(Object position labeling entries)
>>>>

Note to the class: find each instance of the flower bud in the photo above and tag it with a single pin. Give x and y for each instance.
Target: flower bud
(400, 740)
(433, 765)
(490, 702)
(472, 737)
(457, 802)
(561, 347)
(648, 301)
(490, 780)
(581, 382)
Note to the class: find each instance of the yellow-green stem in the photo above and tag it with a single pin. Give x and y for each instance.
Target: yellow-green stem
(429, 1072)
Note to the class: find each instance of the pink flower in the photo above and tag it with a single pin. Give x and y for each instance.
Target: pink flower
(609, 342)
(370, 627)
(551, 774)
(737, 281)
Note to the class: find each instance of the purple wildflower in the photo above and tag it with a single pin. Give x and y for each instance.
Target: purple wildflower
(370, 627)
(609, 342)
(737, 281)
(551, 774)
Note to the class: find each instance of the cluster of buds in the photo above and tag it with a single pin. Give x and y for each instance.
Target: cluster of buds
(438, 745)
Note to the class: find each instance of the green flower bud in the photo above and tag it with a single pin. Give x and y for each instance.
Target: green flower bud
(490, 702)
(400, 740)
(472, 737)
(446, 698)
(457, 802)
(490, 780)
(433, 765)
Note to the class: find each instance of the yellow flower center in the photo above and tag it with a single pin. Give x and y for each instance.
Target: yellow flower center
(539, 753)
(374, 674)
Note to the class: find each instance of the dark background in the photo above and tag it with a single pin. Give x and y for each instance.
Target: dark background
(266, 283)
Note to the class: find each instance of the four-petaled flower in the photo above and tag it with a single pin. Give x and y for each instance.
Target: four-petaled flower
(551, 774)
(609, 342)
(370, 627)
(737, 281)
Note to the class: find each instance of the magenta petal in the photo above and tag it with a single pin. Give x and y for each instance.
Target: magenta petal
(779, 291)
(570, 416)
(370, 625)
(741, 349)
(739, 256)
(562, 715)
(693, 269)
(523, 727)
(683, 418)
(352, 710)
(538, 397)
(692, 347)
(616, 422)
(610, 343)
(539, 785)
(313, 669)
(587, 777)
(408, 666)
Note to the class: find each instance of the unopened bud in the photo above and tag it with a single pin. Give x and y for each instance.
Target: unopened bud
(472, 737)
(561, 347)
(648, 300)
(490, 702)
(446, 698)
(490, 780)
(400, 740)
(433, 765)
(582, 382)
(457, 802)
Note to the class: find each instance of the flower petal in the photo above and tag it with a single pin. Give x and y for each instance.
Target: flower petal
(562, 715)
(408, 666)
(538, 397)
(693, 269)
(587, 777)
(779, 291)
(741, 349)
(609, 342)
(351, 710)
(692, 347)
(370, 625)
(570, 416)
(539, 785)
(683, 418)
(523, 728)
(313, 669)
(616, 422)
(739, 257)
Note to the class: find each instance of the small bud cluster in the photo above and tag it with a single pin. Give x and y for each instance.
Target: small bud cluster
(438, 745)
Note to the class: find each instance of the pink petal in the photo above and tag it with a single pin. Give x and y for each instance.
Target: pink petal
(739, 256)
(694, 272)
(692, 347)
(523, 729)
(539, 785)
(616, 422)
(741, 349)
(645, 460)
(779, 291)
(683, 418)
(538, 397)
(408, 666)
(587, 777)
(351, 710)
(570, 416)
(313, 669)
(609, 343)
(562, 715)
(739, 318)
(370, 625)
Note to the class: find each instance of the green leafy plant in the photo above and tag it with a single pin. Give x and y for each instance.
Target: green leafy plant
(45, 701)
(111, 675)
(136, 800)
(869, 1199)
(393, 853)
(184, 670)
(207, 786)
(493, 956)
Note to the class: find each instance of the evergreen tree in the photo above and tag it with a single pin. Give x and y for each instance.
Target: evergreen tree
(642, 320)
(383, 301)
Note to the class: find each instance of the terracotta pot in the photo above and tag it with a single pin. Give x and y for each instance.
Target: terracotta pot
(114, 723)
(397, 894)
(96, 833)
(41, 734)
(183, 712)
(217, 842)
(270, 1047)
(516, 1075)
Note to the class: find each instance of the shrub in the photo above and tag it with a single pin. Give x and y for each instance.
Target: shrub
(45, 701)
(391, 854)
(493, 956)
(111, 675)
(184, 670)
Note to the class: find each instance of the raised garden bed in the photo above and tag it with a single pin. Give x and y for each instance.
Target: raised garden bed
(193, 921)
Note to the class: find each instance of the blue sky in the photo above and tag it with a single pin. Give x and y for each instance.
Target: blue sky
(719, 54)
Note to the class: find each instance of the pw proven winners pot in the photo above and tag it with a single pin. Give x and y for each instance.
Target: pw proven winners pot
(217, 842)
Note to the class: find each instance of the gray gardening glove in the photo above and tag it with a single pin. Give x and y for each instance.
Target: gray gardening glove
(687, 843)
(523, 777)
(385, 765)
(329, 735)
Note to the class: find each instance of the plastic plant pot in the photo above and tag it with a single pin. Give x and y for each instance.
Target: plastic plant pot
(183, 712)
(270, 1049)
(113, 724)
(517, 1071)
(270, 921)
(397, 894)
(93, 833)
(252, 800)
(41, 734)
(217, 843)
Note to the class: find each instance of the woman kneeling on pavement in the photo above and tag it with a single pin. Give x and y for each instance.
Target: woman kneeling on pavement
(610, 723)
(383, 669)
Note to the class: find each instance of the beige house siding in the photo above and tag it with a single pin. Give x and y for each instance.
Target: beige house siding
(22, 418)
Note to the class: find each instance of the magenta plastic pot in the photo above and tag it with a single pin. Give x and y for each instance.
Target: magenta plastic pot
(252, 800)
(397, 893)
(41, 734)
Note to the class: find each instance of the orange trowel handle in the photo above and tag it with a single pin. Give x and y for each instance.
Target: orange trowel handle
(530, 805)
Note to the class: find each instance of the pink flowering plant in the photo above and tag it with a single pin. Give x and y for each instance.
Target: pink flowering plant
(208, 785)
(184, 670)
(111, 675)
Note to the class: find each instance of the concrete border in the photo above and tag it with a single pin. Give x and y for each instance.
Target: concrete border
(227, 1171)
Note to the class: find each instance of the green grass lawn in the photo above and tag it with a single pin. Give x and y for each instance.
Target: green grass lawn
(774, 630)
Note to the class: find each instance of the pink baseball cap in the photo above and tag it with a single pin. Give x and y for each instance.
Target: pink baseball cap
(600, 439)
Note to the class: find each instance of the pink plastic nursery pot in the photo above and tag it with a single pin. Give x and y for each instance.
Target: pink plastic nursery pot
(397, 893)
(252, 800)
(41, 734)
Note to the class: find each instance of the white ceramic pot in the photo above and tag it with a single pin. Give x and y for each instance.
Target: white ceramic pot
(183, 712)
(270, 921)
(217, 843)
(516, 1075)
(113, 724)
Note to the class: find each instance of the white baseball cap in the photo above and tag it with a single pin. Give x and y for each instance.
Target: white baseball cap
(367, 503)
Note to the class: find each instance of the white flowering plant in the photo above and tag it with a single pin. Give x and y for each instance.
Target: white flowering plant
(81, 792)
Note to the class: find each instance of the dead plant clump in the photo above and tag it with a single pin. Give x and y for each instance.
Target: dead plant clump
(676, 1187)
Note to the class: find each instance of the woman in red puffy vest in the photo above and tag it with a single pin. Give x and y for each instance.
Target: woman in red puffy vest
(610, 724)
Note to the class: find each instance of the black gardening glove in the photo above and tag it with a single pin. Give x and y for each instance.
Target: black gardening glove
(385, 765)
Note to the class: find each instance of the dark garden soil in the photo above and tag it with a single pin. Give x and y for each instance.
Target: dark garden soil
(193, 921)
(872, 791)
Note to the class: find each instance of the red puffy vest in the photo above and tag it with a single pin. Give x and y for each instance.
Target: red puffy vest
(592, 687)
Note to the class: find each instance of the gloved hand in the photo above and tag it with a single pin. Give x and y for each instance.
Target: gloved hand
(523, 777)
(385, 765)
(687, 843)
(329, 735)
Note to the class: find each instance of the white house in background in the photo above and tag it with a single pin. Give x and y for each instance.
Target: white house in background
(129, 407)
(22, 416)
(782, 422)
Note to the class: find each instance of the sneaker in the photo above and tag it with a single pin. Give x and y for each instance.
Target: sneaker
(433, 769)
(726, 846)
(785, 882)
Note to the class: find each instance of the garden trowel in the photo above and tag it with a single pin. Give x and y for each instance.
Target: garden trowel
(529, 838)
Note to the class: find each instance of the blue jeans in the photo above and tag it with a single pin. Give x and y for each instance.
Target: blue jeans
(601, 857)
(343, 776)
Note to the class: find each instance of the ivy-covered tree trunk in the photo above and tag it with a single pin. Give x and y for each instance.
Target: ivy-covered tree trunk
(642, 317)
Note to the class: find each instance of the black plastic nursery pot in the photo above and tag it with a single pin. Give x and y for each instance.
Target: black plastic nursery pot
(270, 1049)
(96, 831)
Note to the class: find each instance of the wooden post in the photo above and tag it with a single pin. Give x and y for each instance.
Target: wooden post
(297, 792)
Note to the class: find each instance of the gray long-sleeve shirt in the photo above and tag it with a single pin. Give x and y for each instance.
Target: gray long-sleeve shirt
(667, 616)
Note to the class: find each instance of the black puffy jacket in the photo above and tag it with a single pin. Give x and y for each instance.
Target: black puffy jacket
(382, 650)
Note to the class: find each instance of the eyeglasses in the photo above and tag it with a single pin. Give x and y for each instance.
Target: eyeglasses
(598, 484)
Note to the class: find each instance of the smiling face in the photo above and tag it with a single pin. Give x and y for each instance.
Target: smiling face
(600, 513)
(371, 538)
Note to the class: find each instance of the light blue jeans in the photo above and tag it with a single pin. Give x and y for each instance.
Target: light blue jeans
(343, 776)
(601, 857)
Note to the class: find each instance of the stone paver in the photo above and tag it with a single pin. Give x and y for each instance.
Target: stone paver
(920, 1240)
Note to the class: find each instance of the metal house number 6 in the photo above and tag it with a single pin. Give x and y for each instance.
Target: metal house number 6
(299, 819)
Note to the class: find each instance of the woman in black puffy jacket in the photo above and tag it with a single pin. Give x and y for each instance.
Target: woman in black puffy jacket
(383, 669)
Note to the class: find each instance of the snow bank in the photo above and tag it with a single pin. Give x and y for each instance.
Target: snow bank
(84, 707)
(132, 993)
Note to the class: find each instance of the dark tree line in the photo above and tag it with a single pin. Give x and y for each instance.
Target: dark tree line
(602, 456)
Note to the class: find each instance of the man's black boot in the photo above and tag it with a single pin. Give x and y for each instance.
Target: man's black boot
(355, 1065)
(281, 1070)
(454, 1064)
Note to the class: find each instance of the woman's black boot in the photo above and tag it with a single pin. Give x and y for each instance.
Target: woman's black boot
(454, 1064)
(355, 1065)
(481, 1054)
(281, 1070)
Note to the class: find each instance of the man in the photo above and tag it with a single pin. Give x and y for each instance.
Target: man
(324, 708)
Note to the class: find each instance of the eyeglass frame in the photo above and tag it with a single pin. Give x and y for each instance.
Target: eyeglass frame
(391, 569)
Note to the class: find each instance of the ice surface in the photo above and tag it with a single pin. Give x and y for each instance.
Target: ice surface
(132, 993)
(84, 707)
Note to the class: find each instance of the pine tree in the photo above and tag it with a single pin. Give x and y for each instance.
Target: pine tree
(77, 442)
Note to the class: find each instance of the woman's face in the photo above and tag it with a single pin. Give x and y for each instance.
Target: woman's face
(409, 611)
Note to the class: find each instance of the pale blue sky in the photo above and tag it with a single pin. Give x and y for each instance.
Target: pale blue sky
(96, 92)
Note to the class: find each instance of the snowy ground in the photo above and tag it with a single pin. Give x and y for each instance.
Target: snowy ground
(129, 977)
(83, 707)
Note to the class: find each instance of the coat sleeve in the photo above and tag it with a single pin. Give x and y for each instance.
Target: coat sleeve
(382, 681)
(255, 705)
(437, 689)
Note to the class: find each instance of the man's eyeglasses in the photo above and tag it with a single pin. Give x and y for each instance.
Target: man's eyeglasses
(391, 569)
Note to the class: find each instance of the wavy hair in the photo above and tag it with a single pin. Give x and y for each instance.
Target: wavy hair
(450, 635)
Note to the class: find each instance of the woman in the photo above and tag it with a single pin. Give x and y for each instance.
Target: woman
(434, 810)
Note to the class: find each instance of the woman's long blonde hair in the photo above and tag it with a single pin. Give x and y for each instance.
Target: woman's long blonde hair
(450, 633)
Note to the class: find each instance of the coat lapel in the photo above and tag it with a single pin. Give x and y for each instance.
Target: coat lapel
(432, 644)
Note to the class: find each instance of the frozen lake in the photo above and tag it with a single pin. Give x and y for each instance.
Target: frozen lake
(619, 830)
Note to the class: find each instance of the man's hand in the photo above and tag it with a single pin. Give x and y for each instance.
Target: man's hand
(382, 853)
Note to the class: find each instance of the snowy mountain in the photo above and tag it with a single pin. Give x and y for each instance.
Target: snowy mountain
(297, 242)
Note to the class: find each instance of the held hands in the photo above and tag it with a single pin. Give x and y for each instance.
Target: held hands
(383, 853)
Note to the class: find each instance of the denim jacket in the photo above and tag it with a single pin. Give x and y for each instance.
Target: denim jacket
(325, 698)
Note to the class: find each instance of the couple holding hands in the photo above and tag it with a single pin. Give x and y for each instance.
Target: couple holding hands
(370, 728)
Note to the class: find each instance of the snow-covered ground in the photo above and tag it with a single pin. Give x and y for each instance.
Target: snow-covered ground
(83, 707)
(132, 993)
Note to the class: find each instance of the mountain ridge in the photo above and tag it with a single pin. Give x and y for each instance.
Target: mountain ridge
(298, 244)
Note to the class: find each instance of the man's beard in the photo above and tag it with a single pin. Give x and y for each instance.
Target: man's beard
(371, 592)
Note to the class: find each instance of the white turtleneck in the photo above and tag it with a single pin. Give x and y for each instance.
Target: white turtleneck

<<<<

• _PROMPT_
Rewrite every line of the records from their start through the line containing "(429, 1072)", shifting each coordinate in the answers by adding 20 to both x and y.

• _COMPLETE ANSWER_
Note to the class: find each instance of the flower bud in the photo above and tag it with a single pin. Give x and y for each instance.
Target: flower bud
(420, 760)
(453, 785)
(510, 722)
(492, 757)
(477, 822)
(581, 367)
(668, 321)
(510, 800)
(601, 402)
Note to the class: find each instance of the yellow-green stem in the photo above and tag it with a single pin. Give x and y for each instance.
Target: yellow-green stem
(449, 1092)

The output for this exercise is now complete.